## TASK TO COMPLETE
Using the text on sea ice and polar bears, answer these:
(a) Since when has Arctic marine mammal conservation rested on the idea that sea ice is a stable environment?
(b) In which sea has spring ice extent been naturally variable for centuries?
(c) What share of their yearly prey do polar bears eat in spring?

Read the summary of my 2015 essay below and download the entire paper here.

Citation: Crockford, S.J. 2015. The Arctic Fallacy: Sea ice stability and the polar bear. Briefing Paper #16, Global Warming Policy Foundation, London. PDF.

The Arctic Fallacy: Sea Ice Stability and the Polar Bear

Since the late 1960s, Arctic marine mammal conservation has been based on the assumption that sea ice provides a stable, predictable environment for polar bears and Arctic seals: today, it underpins their ‘threatened with extinction’ status. A stable environment, the oversimplified K-selection theory goes, should support populations at relatively high levels over time, without marked variation in size due to habitat change.

This idealized concept was strongly promoted by the most popular university-level ecology textbooks of the 1970s and was embraced by early polar bear biologists, who began their careers at a time when polar bear were truly threatened with extinction by overhunting.

Observations since then, however, have shown the assumption of sea ice as a stable habitat over short time scales is false. Spring sea ice thickness has been naturally variable over time scales of a few years to decades in the Beaufort Sea, East Greenland, and Hudson Bay; spring ice extent has been naturally variable in the Barents Sea for centuries and spring snow depth on sea ice is known to vary over short periods.

Marked declines in polar bear and ringed seal survival in response to thick spring sea ice and reduced snow depth have been documented. These two variables are closely tied because spring (April — June) is the period of on-ice birth and nursing for ice-dependent seals and is also when polar bears consume two-thirds of their annual prey.

Stored data entries:
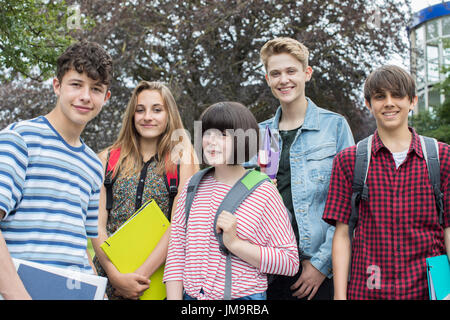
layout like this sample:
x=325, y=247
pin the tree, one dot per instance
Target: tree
x=208, y=50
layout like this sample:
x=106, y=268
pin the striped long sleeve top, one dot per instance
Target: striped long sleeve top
x=194, y=256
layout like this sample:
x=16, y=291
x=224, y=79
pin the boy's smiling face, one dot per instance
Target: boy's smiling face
x=286, y=78
x=390, y=109
x=80, y=98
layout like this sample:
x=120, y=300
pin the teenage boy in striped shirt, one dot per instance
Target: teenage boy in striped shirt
x=49, y=179
x=398, y=225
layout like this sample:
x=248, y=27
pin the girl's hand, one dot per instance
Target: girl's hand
x=227, y=223
x=130, y=285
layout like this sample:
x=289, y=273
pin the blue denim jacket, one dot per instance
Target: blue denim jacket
x=322, y=135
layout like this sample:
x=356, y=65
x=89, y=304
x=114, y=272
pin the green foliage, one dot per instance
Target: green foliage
x=32, y=35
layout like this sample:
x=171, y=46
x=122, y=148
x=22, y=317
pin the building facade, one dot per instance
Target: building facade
x=429, y=35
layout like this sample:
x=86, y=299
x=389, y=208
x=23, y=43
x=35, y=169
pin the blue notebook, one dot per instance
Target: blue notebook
x=438, y=274
x=44, y=285
x=45, y=282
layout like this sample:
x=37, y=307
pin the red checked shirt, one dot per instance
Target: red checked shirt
x=398, y=225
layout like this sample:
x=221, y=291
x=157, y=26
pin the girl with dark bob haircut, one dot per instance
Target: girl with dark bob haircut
x=258, y=233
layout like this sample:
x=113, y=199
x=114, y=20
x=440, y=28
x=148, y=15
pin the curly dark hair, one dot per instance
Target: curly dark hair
x=86, y=56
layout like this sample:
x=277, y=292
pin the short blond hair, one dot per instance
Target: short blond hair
x=285, y=45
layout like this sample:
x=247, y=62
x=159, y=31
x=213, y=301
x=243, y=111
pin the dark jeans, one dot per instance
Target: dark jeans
x=279, y=288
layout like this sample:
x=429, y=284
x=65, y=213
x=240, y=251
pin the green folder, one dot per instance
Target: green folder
x=133, y=242
x=438, y=274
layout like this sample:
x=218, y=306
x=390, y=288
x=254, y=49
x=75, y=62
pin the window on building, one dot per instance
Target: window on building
x=433, y=61
x=421, y=102
x=432, y=29
x=434, y=99
x=446, y=25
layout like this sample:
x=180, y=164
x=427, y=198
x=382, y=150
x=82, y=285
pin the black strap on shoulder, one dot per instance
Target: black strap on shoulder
x=108, y=183
x=192, y=189
x=172, y=187
x=141, y=184
x=359, y=187
x=431, y=154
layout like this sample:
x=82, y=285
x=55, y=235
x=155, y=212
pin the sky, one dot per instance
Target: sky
x=417, y=5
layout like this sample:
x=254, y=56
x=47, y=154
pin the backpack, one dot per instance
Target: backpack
x=170, y=178
x=360, y=189
x=251, y=180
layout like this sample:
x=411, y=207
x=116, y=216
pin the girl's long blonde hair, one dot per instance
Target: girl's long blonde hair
x=130, y=161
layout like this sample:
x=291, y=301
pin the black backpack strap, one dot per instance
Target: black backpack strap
x=192, y=190
x=108, y=183
x=251, y=180
x=359, y=187
x=430, y=150
x=172, y=180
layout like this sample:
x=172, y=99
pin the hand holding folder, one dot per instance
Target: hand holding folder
x=134, y=241
x=438, y=274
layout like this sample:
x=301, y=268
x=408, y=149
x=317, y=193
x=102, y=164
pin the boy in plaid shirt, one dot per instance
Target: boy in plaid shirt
x=398, y=226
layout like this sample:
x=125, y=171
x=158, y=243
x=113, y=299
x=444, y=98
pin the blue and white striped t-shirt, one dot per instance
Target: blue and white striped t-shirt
x=49, y=191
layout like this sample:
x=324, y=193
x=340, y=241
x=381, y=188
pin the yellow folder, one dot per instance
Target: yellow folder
x=133, y=242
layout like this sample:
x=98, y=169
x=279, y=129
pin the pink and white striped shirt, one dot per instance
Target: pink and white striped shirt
x=194, y=256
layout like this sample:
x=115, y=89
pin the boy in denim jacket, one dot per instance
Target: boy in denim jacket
x=309, y=138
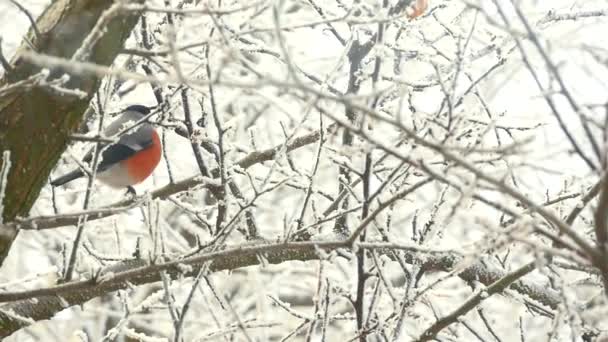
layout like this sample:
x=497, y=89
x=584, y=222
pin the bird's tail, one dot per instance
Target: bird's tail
x=68, y=177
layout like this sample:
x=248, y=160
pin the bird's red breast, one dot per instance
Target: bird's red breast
x=142, y=164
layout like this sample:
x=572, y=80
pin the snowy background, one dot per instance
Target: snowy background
x=420, y=59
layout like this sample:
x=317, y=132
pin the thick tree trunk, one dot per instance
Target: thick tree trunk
x=35, y=122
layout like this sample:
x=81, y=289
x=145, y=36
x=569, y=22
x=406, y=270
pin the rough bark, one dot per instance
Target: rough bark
x=35, y=122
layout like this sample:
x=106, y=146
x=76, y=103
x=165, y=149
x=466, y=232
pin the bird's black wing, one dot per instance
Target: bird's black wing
x=114, y=154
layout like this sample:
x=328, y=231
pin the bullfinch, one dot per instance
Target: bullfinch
x=128, y=161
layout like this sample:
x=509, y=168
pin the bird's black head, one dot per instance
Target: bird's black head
x=141, y=109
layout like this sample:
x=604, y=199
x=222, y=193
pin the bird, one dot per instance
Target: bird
x=130, y=160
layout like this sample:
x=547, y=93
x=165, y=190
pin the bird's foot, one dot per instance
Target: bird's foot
x=131, y=191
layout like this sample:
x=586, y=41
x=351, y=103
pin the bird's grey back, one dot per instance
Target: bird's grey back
x=137, y=138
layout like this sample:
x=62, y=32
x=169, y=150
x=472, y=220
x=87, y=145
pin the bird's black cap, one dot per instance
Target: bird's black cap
x=140, y=109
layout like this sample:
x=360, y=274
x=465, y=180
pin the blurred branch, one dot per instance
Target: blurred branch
x=46, y=302
x=54, y=221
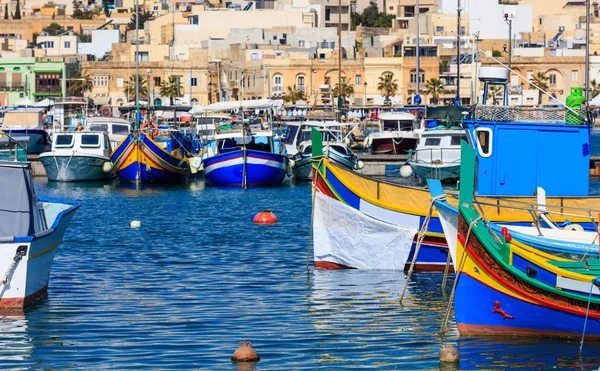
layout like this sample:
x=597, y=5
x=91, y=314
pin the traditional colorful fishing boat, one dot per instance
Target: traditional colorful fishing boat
x=141, y=159
x=494, y=132
x=30, y=231
x=509, y=289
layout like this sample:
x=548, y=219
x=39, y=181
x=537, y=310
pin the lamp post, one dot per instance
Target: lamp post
x=509, y=49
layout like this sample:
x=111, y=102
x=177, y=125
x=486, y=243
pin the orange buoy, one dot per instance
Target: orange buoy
x=265, y=217
x=245, y=353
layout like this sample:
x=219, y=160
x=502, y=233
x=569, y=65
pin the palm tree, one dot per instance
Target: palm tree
x=346, y=91
x=129, y=87
x=81, y=83
x=435, y=88
x=494, y=92
x=540, y=79
x=595, y=88
x=293, y=95
x=171, y=88
x=387, y=86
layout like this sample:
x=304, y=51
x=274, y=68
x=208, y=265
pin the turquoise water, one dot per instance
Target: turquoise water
x=198, y=277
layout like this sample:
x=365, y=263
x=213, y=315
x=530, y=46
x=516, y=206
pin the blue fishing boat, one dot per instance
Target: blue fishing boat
x=141, y=159
x=247, y=155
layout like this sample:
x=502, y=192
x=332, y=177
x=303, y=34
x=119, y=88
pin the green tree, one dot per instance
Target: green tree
x=541, y=80
x=80, y=84
x=293, y=95
x=17, y=14
x=171, y=88
x=346, y=91
x=494, y=92
x=387, y=86
x=129, y=87
x=435, y=88
x=53, y=29
x=142, y=18
x=595, y=88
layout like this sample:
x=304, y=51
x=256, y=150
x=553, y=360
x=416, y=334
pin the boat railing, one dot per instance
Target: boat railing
x=530, y=114
x=451, y=153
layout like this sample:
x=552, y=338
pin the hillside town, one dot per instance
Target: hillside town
x=206, y=51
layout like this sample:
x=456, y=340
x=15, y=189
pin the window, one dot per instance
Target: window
x=90, y=140
x=64, y=140
x=301, y=83
x=484, y=141
x=432, y=141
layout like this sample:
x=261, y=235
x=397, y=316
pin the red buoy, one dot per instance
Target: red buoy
x=265, y=217
x=245, y=353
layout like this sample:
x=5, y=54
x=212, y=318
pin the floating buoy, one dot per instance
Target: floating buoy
x=264, y=217
x=107, y=167
x=245, y=353
x=405, y=171
x=449, y=354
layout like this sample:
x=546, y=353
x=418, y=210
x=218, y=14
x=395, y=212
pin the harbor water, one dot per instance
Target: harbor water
x=198, y=277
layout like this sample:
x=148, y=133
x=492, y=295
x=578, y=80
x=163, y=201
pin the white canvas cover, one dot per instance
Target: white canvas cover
x=16, y=200
x=348, y=237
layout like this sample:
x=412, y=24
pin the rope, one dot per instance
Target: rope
x=19, y=254
x=462, y=263
x=420, y=238
x=587, y=311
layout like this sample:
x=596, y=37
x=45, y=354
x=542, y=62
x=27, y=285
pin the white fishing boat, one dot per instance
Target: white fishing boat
x=437, y=155
x=398, y=133
x=78, y=156
x=334, y=147
x=116, y=128
x=30, y=231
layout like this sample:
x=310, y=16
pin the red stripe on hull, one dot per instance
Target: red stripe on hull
x=330, y=265
x=479, y=330
x=23, y=302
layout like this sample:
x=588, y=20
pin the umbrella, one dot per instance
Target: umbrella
x=44, y=103
x=25, y=102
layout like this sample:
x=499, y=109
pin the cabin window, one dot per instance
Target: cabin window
x=456, y=140
x=433, y=141
x=64, y=141
x=90, y=140
x=484, y=141
x=121, y=129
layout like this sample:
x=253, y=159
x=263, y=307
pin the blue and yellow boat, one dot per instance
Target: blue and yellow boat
x=140, y=159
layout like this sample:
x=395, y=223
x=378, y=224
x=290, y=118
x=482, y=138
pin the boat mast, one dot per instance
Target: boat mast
x=458, y=10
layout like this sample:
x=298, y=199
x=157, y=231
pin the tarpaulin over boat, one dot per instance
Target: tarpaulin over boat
x=16, y=203
x=346, y=237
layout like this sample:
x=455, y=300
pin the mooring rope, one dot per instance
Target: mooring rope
x=457, y=275
x=420, y=237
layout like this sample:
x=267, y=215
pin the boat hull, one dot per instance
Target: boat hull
x=31, y=274
x=76, y=168
x=262, y=168
x=39, y=141
x=144, y=161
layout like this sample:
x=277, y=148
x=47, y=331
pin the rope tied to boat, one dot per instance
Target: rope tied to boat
x=444, y=329
x=420, y=236
x=19, y=254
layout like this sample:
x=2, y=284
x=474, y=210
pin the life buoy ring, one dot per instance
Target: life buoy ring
x=154, y=131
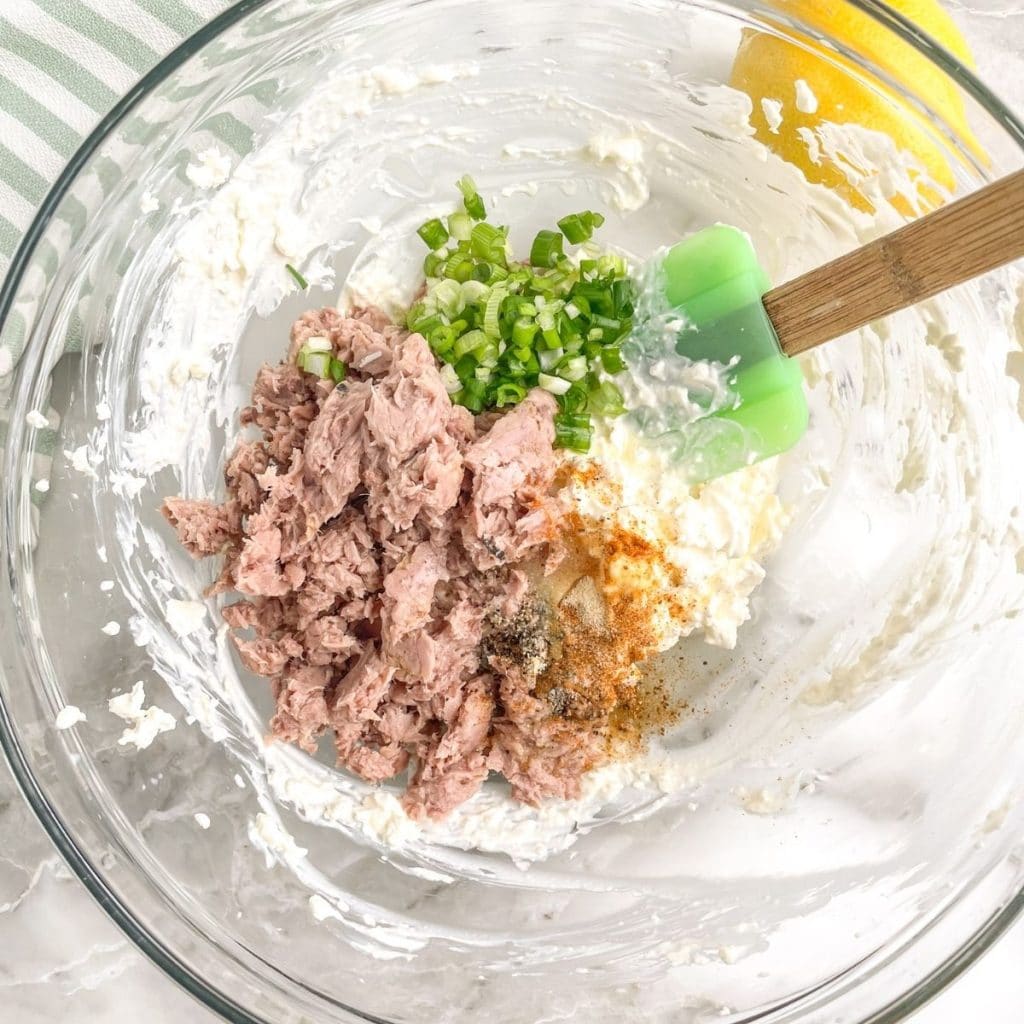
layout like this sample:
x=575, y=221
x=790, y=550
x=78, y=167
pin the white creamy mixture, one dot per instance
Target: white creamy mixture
x=281, y=206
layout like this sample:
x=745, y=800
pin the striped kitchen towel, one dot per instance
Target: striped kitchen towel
x=64, y=64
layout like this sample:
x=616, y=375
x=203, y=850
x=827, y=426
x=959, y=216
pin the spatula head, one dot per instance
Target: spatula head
x=714, y=280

## SOLUTION BELOW
(a) Since the late 1960s.
(b) The Barents Sea.
(c) Two-thirds.